- [Exercise aim] Could you write out the lines from the line with "bible. Do not add anything beyond the points." to the line with "surface. Do not add anything beyond the points.", both ends included and requests kept, with every point coordinate in the answers multiplied by 1.25 and rounded to a whole number, halves rounding up? Return only those lines.

- [Raw data]
########

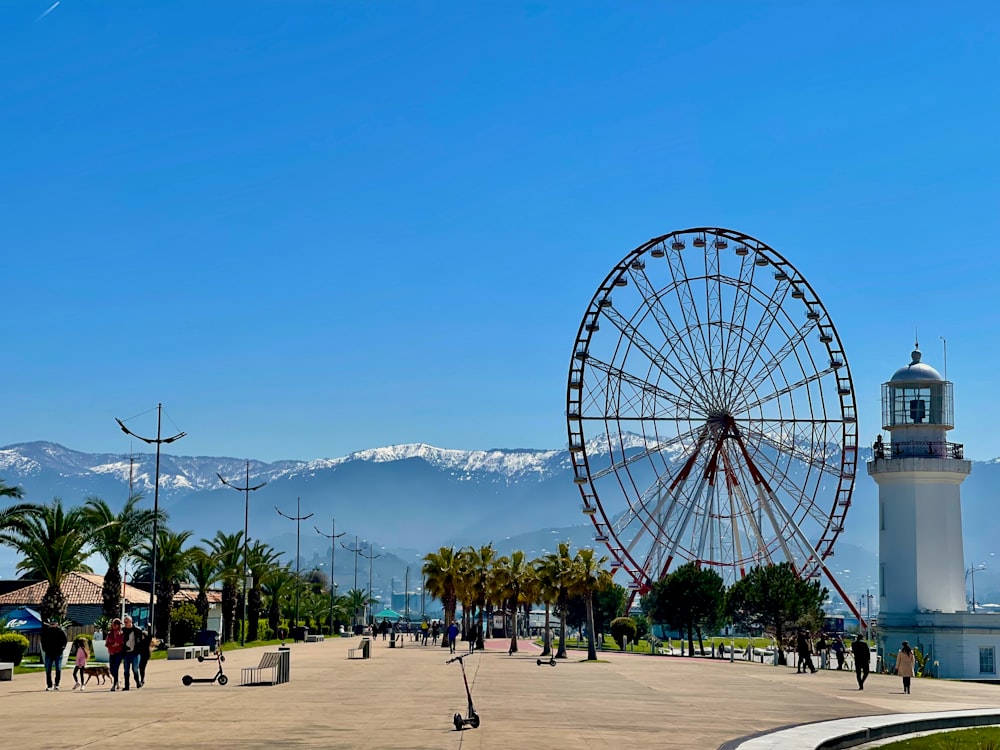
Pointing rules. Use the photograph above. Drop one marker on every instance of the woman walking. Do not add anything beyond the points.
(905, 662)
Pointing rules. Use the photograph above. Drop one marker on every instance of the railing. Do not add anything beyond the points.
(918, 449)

########

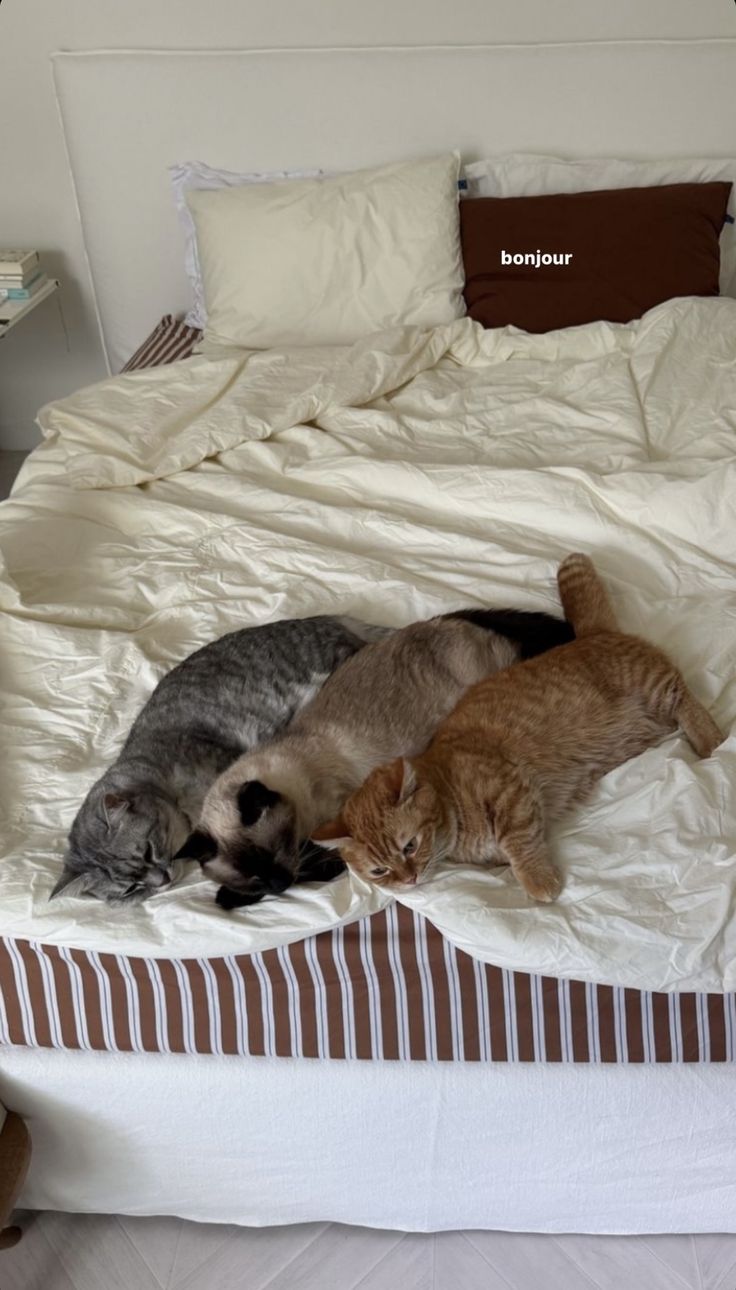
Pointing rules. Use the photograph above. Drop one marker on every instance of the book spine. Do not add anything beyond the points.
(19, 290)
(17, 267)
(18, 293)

########

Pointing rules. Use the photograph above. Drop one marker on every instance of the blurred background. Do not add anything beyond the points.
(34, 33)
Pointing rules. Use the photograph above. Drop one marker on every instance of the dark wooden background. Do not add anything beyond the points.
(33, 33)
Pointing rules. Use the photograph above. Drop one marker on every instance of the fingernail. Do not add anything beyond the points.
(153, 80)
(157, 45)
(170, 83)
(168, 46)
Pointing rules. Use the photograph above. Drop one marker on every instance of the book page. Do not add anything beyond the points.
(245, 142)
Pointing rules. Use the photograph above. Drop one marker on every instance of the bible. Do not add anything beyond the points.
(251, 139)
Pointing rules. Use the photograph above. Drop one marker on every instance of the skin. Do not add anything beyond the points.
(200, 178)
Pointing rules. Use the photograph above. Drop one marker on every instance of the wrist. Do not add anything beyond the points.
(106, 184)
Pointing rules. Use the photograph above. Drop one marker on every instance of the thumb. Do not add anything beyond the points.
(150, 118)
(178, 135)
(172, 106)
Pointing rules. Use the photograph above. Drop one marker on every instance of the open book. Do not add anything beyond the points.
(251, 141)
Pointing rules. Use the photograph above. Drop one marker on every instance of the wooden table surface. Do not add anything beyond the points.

########

- [Output of the task]
Pointing rules. Use the photograph above. Drop one marker on every instance of the bible. Do not add anything beyond the points.
(314, 174)
Pointing rules. Use the photograph above. Drop one marker on every instance of the skin. Do not add anything beyond the points.
(250, 223)
Pointing rules. Use the photograph above. Drop one marker on every instance of the wrist. Do not add anything beyond the points.
(133, 230)
Pointing rules. Use the photograph above. Drop one marker on every instance of the thumb. Do not add anything beyond the points.
(188, 148)
(223, 169)
(215, 133)
Pointing rules. Use the photograph above. Drop one marker on every instance of the open book. Do not add anything beyond the points.
(314, 176)
Pointing rules. Use the photograph above. Drop one marker on every instance of the wooden table surface. Do not add anything beyond the points.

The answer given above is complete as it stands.